# SHORT TASK 1:
In the hybrid cloud excerpt, reproduce the passage from "ACTION ITEM" to "the Avere technology.", swapping "Edge devices" for "edge appliances".
# SHORT TASK 2:
According to the hybrid cloud excerpt, for whom does Wikibon consider the Avere Systems acquisition a positive?
— begin TEXT EXCERPT —
Traditional system vendors should take note of the fact that hybrid clouds need new architectures and design. For example, traditional file systems and metadata are not adequate for this environment. In addition, cloud vendors who focus entirely on the cost reductions that centralization brings should take note that improved local response times can improve productivity significantly, and can more than offset additional costs. Edge devices, Edge filers, and Edge systems all have a role to play, and will work better with integrated architectures and componentry.
ACTION ITEM
Wikibon believes the acquisition of Avere Systems by Microsoft is a positive for ISV and enterprise IT executives with responsibility for significant Microsoft application portfolios. Also, Wikibon strongly believes Edge devices are key to a successful hybrid cloud strategy, as well as common architectures and componentry across all hybrid cloud instantiations. We recommend that senior executives ask for a written plan of Microsoft’s investment projects and timelines for the Avere technology.
— end TEXT EXCERPT —
— begin PROVIDED MATERIAL —
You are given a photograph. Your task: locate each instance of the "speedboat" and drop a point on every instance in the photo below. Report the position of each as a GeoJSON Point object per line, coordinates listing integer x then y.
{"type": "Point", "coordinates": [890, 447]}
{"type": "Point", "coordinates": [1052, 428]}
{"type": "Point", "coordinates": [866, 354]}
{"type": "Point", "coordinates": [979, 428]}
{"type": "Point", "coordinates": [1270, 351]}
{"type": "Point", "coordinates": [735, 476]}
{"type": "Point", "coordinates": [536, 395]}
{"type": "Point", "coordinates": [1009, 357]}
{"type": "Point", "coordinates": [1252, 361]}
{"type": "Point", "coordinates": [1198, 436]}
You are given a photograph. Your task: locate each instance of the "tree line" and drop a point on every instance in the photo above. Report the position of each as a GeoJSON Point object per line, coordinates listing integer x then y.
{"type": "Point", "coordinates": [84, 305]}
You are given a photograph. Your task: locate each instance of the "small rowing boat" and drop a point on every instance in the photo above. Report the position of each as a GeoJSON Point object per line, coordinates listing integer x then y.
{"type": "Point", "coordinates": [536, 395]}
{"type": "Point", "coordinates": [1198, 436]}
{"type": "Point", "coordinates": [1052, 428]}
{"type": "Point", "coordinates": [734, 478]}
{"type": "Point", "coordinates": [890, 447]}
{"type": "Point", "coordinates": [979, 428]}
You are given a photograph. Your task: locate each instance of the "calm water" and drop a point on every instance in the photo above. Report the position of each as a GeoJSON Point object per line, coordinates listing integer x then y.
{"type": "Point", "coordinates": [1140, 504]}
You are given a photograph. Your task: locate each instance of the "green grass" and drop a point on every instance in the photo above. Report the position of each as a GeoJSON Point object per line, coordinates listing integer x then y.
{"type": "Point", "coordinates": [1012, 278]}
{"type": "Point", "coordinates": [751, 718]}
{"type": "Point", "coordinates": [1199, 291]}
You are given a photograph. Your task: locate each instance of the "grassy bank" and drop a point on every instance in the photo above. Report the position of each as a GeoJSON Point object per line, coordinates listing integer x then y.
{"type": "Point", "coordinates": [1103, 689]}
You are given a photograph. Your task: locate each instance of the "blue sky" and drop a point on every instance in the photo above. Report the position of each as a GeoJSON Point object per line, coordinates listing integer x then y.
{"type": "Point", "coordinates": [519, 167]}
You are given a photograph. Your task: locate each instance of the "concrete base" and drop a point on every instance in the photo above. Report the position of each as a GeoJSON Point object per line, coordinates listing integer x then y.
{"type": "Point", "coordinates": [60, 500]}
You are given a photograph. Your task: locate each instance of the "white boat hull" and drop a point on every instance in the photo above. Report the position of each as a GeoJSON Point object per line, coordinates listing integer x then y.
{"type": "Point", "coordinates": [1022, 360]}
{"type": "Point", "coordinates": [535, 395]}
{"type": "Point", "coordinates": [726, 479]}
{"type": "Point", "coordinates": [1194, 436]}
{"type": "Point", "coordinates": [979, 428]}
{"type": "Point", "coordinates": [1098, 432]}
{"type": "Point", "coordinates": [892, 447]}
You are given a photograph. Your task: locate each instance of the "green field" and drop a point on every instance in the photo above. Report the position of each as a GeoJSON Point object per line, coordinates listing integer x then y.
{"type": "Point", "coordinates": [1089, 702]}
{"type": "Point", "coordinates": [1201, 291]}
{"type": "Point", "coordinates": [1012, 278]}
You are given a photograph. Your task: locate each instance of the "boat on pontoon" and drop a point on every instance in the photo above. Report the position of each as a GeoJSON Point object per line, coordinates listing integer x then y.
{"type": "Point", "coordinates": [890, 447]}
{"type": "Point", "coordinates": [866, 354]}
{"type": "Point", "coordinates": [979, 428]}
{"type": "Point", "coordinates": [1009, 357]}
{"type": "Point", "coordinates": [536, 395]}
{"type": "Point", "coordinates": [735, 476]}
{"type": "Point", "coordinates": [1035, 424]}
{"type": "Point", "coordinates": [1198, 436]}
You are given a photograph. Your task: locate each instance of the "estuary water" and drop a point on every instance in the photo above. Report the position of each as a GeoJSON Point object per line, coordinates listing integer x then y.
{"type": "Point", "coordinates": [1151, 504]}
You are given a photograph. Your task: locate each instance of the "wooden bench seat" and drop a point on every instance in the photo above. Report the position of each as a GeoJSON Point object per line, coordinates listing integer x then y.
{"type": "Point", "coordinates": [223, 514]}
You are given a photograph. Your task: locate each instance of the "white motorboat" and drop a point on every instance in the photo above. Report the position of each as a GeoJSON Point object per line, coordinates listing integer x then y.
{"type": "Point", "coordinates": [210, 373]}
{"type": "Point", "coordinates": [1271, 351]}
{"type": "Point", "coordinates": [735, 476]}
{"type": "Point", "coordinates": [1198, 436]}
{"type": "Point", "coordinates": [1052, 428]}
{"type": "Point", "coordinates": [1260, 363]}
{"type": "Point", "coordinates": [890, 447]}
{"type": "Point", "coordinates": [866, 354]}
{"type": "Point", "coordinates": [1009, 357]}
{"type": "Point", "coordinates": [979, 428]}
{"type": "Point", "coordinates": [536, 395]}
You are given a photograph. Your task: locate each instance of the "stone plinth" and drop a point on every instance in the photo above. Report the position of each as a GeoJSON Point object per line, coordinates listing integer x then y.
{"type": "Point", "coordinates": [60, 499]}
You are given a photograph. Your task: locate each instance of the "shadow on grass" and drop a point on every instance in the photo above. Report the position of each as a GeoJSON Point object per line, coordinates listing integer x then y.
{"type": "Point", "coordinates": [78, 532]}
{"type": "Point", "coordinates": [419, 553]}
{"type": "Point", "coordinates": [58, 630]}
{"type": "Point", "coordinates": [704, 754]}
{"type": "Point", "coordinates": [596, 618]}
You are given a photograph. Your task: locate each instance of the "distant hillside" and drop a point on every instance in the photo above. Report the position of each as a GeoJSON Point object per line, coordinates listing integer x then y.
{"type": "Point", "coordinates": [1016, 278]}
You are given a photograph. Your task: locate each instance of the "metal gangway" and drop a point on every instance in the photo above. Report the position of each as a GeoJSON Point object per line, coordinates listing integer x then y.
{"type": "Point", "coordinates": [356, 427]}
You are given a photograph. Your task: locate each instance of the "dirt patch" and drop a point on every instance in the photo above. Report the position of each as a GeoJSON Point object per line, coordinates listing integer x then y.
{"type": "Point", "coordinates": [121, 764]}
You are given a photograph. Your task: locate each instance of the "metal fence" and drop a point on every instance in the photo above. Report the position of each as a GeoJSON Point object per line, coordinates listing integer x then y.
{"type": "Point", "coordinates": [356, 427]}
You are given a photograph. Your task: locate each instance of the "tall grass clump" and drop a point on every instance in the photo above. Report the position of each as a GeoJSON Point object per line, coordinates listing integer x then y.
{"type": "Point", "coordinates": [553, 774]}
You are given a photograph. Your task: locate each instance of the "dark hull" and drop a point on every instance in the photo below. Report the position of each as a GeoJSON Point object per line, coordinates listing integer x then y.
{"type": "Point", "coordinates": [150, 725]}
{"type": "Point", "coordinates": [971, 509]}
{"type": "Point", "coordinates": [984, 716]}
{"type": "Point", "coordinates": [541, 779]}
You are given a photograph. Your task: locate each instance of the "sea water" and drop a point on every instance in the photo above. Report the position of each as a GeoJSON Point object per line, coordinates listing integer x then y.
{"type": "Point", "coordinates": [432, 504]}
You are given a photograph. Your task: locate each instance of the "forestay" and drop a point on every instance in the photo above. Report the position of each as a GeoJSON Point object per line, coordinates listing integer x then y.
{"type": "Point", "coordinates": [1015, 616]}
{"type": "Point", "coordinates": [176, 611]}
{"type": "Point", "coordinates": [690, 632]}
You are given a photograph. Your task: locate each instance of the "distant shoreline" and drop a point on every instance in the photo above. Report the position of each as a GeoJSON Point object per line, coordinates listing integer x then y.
— end PROVIDED MATERIAL —
# EXERCISE RESULT 1:
ACTION ITEM
Wikibon believes the acquisition of Avere Systems by Microsoft is a positive for ISV and enterprise IT executives with responsibility for significant Microsoft application portfolios. Also, Wikibon strongly believes edge appliances are key to a successful hybrid cloud strategy, as well as common architectures and componentry across all hybrid cloud instantiations. We recommend that senior executives ask for a written plan of Microsoft’s investment projects and timelines for the Avere technology.

# EXERCISE RESULT 2:
ISV and enterprise IT executives with responsibility for significant Microsoft application portfolios.